== EXERCISE DATA ==
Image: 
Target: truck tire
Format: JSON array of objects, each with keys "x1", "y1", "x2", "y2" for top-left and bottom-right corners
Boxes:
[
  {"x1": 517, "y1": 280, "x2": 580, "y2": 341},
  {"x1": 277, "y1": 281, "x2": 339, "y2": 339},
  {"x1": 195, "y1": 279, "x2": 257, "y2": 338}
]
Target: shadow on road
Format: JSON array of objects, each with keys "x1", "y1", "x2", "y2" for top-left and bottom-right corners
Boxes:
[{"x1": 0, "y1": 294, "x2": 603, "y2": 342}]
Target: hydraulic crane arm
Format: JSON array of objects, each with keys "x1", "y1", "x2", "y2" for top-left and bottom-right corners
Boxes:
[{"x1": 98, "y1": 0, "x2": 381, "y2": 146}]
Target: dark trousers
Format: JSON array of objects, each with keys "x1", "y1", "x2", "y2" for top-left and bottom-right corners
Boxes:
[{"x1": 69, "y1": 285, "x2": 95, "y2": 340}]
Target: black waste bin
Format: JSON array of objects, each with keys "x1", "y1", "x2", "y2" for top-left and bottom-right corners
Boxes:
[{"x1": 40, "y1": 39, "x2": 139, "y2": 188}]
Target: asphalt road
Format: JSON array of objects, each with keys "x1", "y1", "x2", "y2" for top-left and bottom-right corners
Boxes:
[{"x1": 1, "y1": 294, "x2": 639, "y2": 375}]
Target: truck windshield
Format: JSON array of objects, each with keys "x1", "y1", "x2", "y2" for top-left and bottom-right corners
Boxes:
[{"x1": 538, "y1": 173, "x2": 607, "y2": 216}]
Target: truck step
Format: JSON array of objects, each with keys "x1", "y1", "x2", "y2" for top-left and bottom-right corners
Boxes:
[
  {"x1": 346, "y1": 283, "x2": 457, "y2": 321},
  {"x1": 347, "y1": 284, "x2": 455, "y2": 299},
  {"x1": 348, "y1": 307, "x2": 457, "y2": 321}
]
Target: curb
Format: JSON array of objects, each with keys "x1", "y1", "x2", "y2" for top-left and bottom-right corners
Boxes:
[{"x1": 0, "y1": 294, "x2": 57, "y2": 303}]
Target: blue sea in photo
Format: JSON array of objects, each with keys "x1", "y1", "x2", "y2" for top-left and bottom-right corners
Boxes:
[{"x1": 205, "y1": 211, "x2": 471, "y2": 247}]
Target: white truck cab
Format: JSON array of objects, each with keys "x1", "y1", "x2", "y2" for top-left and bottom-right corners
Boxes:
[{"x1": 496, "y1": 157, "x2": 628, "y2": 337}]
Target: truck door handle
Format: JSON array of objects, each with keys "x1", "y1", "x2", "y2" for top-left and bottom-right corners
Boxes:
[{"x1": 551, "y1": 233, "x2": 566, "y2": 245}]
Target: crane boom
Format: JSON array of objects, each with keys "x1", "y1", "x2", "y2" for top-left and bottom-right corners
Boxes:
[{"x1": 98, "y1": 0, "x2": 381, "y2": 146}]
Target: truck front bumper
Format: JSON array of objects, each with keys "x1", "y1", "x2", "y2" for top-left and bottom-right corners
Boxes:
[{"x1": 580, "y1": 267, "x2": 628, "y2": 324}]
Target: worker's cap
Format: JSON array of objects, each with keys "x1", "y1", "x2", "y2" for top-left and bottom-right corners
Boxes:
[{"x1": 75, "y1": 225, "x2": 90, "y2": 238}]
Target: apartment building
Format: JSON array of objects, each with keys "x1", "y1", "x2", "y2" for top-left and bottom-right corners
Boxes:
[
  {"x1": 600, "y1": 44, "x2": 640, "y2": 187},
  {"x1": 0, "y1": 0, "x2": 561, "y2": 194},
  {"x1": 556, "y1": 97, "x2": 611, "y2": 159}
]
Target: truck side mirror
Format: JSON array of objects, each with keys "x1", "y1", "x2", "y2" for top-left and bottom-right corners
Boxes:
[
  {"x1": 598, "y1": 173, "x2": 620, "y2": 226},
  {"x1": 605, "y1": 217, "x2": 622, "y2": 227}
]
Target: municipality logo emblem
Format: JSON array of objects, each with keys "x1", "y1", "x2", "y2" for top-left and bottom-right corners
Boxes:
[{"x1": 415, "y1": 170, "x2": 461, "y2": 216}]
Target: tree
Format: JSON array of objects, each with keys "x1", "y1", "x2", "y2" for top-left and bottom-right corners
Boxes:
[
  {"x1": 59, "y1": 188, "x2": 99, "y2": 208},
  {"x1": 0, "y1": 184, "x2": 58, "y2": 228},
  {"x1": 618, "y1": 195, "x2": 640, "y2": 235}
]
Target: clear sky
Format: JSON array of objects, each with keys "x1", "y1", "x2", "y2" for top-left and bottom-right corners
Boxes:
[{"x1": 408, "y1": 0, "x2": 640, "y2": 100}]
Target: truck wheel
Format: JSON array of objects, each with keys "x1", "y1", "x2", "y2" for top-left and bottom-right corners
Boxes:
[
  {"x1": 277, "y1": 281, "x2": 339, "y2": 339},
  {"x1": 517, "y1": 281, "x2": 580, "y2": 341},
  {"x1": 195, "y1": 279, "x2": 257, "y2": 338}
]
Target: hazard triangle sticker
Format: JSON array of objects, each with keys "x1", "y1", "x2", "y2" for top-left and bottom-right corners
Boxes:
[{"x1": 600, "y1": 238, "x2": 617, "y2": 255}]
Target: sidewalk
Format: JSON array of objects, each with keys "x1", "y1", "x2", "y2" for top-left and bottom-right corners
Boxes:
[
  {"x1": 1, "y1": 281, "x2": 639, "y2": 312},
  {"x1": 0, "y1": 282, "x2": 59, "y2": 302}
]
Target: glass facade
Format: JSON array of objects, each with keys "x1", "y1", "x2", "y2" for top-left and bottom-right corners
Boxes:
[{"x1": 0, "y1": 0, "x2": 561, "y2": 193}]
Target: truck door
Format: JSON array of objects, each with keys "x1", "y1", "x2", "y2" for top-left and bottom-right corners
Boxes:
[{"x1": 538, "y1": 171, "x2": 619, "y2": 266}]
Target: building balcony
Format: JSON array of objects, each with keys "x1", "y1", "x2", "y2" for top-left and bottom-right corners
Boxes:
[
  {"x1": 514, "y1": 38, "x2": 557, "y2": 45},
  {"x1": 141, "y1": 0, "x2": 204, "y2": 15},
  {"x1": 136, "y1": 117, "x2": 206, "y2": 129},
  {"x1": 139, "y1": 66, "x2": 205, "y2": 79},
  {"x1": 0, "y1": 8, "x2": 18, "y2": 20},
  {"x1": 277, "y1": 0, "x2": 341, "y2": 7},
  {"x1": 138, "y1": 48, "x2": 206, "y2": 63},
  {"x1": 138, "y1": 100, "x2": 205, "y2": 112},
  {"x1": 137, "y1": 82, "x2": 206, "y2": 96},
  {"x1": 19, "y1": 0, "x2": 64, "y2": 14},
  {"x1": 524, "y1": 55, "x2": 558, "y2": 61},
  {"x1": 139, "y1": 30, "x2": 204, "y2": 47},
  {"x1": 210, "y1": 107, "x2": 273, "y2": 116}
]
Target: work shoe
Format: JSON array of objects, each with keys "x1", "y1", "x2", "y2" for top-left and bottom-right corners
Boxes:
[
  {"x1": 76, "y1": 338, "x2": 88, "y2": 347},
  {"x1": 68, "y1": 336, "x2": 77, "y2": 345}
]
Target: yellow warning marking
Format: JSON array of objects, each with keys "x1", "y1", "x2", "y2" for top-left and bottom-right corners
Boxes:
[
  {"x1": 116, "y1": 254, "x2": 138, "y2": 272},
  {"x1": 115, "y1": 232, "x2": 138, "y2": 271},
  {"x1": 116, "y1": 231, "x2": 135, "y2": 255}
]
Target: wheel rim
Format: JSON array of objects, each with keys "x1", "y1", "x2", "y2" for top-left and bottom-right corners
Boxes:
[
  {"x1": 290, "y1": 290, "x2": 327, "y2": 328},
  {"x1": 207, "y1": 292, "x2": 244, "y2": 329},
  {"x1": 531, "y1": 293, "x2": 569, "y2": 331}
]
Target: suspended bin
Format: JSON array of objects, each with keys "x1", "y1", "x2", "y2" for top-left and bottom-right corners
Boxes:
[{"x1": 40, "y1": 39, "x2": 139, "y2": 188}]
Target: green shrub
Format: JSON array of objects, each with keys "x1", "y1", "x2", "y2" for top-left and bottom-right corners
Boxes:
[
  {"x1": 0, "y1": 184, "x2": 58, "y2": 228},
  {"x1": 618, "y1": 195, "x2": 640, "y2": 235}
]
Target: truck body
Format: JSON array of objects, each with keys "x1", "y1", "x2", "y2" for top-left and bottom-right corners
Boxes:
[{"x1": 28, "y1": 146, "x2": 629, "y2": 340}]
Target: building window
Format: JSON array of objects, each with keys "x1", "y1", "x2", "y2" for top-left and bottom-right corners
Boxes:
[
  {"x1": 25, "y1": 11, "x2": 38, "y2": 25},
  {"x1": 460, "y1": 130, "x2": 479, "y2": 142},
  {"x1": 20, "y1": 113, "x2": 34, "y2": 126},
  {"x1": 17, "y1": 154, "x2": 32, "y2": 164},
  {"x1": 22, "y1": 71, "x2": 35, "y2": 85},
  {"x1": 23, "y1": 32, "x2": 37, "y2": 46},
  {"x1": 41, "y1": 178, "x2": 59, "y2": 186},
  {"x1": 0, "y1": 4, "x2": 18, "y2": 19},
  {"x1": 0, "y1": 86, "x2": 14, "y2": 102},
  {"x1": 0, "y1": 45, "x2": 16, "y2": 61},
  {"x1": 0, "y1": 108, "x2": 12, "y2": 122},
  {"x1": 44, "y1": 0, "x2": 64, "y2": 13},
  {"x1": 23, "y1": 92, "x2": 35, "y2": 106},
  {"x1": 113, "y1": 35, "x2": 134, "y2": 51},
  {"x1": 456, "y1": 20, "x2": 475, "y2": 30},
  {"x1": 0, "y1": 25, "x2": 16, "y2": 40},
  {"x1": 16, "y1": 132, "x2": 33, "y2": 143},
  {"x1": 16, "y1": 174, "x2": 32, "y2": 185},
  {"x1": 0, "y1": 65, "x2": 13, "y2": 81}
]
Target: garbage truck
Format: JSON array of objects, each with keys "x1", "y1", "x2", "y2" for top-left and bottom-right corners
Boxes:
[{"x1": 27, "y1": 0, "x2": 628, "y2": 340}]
===
:: TASK INSTRUCTIONS ::
The required answer is the exact run of lines above starting at the line with "Target: truck front bumper" and ending at the line with "Target: hazard triangle sticker", with both ends present.

:: ANSWER SECTION ::
Target: truck front bumper
Format: JSON array of objects, each with keys "x1", "y1", "x2", "y2" for top-left and bottom-right corners
Boxes:
[{"x1": 580, "y1": 267, "x2": 628, "y2": 324}]
Target: worker's cap
Format: JSON array of objects, each with keys "x1", "y1", "x2", "y2" for top-left and bottom-right corners
Boxes:
[{"x1": 75, "y1": 225, "x2": 90, "y2": 238}]
Target: apartment building
Format: JSON array of objects, each with keys "x1", "y1", "x2", "y2" for top-left and bottom-right corners
Boxes:
[
  {"x1": 600, "y1": 44, "x2": 640, "y2": 187},
  {"x1": 0, "y1": 0, "x2": 561, "y2": 194},
  {"x1": 556, "y1": 97, "x2": 611, "y2": 159}
]
Target: truck side mirror
Format: JSON array of objects, each with keys "x1", "y1", "x2", "y2" for top-left and bottom-right corners
Boxes:
[
  {"x1": 598, "y1": 173, "x2": 620, "y2": 226},
  {"x1": 605, "y1": 217, "x2": 622, "y2": 227}
]
Target: municipality logo emblem
Format: JSON array of objects, each with keys "x1", "y1", "x2", "y2" for top-left and bottom-right corners
Boxes:
[{"x1": 415, "y1": 170, "x2": 461, "y2": 216}]
Target: tree
Format: JSON array of objects, each with keys "x1", "y1", "x2", "y2" for top-left and bottom-right corners
Boxes:
[
  {"x1": 59, "y1": 188, "x2": 99, "y2": 208},
  {"x1": 0, "y1": 184, "x2": 58, "y2": 228},
  {"x1": 618, "y1": 195, "x2": 640, "y2": 235}
]
Target: clear sky
Format: JSON array of objects, each with keys "x1", "y1", "x2", "y2" for top-left and bottom-right corners
Boxes:
[{"x1": 408, "y1": 0, "x2": 640, "y2": 100}]
Target: truck wheel
Format: JSON array of objects, each with keys "x1", "y1", "x2", "y2" for top-left and bottom-right corners
Boxes:
[
  {"x1": 277, "y1": 281, "x2": 339, "y2": 339},
  {"x1": 517, "y1": 281, "x2": 580, "y2": 341},
  {"x1": 195, "y1": 279, "x2": 257, "y2": 338}
]
Target: hazard triangle sticker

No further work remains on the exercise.